-------- Text to read

The Problem with Bailouts and “Stimulation”

I am deeply concerned with any talk of a stimulation package.  Prior readers know that I vehemently opposed prior bailout packages, and deemed them “Fear Mongering” by the Federal Reserve and our own Treasury Department.  I still feel so, and believe that our new President has been duped by the same economic advisers who led us into this crisis (yes “Timmay” Geithner).  This country really is going to shit.

A quick and useful synopsis of the problem can be found in a small regional paper from Neuces County.

In one of history’s more candid reflections, Henry Morgenthau, Jr., Treasury Secretary under President Franklin D. Roosevelt, confessed, “We have tried spending money. We are spending more than we have ever spent before and it does not work.”

Just six years after crafting the New Deal, Morgenthau declared that their efforts to create jobs and restore America’s depression-ravaged economy by expanding the federal government to unprecedented levels had been a failure. By Morgenthau’s own assessment, the New Deal saddled our country with “as much unemployment as when we started…and an enormous debt.”

More than 75 years have passed since FDR signed the New Deal into law, and many noted economists are studying the Great Depression and trying to learn from the experience. In 2004, a team of UCLA economists concluded that the policies of the New Deal, which suppressed competition and kept unemployment in the range of nine to 16 percent, actually prolonged the Great Depression by seven years.

Amity Shlaes, an economic scholar and Great Depression historian, has argued that the sheer “arbitrariness” of the New Deal actually exacerbated the crisis.

----------------
-------- Stored records

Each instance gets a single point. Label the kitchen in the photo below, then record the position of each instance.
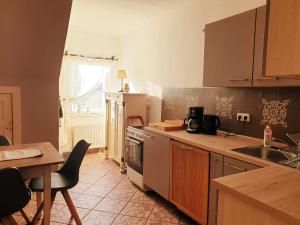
(257, 88)
(186, 138)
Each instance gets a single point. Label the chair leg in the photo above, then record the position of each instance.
(5, 221)
(25, 216)
(71, 207)
(12, 220)
(39, 210)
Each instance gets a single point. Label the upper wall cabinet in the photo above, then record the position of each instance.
(255, 60)
(229, 46)
(283, 38)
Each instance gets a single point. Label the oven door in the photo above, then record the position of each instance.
(134, 154)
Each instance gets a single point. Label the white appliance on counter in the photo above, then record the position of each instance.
(120, 106)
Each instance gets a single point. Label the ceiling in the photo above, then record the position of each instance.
(117, 17)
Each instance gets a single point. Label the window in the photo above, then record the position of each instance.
(88, 87)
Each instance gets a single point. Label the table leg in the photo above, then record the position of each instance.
(38, 199)
(47, 194)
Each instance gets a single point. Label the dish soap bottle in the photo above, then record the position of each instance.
(267, 137)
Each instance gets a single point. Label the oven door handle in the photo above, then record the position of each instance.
(134, 141)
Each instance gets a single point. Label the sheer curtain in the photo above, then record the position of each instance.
(81, 86)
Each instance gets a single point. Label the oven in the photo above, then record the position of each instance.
(134, 154)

----------------

* [Set of tasks]:
1: In the bailout post, by how many years did the 2004 team of UCLA economists conclude the New Deal prolonged the Great Depression?
2: Write what comes next in the bailout post, starting after its last sentence.

* [Solved problems]:
1: Seven years.

2:
The crux of the problem is that once you start arbitrarily trying to assign a value better than the collective wisdom of markets, you create a process of compensating factors.  Yes, markets will react only temporarily to any stimulus and will eventually revert to its given path.  Any stimulus will have been wasted.

Yes, payments to “new homeowners” is an arbitrary effort, almost all of whose profits will go to homebuilders (who led us into this mess with overbuilding due to overstimulus) and bankers (who also led us into this mess with overlending due to overstimulus).

I will state categorically that from an economic standpoint, the best thing for the federal government to do is to spend its money on permanent solutions to permanent problems.  Trying to prop up housing prices only leaves us further in debt and beholden to our own currency.  This will not end well, and is getting worse with every dollar given to the Federal Government.

I am outraged at President Obama’s approach.  Unfortunately, it appears that we will have at least 4 more years of unmitigated idiocy, this time aided and abetted by our own Congress.  There is no incentive in America to work hard, do what is right and pay your bills.  Indeed, it seems, never was there a time where it was more prudent to default than now.  You will get to keep all of your past gains, and the government will continue to fund your gains in perpetuity. I’m frankly disgusted that my tax money is going to scum-of-the-earth bankers and homebuilders.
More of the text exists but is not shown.